# [Exercise details]
Working from the top of the records below, reproduce each line exactly, ending once you have written the line containing "holes by even-odd".

Data extracted from a collection:
# # # # # # #

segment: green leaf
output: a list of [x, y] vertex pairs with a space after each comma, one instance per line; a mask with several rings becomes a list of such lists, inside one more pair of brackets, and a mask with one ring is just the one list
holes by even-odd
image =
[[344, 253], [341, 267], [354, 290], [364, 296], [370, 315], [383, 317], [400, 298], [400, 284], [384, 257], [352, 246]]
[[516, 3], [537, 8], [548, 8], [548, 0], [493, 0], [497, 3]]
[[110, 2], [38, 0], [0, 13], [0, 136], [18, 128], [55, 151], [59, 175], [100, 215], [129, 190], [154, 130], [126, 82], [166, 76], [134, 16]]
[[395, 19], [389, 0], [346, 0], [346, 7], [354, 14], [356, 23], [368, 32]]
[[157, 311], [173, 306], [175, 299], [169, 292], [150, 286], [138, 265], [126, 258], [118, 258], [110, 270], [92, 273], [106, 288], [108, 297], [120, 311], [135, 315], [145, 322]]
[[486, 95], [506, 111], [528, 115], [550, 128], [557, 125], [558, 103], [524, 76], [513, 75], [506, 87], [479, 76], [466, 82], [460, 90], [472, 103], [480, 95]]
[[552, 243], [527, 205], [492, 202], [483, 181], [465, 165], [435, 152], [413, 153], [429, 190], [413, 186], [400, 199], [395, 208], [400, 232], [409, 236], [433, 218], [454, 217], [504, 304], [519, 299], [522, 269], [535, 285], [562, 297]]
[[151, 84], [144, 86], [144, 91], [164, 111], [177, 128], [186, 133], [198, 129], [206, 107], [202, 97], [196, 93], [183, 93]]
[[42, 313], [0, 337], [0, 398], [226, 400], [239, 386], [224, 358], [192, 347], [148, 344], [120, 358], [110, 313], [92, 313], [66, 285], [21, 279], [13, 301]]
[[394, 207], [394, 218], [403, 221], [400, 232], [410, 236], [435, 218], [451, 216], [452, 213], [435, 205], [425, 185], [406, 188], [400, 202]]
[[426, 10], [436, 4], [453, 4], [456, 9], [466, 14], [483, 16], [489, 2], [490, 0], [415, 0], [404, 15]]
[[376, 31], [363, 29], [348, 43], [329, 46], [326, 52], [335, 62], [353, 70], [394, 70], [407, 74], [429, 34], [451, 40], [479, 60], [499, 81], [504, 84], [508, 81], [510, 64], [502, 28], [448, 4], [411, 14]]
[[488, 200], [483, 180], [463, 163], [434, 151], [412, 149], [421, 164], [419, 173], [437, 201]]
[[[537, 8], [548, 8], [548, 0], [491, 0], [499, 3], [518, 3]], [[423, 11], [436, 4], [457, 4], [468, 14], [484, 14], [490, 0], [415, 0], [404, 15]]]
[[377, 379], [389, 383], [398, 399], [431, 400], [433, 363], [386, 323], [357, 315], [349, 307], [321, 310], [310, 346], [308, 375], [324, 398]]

# # # # # # #

# [Response area]
segment: green leaf
output: a list of [x, y] vertex pairs with a space after each comma, one instance per line; a mask with several rings becomes a list of such lists, inside one more pair of brackets, and a mask with one ring is just the one list
holes by even-odd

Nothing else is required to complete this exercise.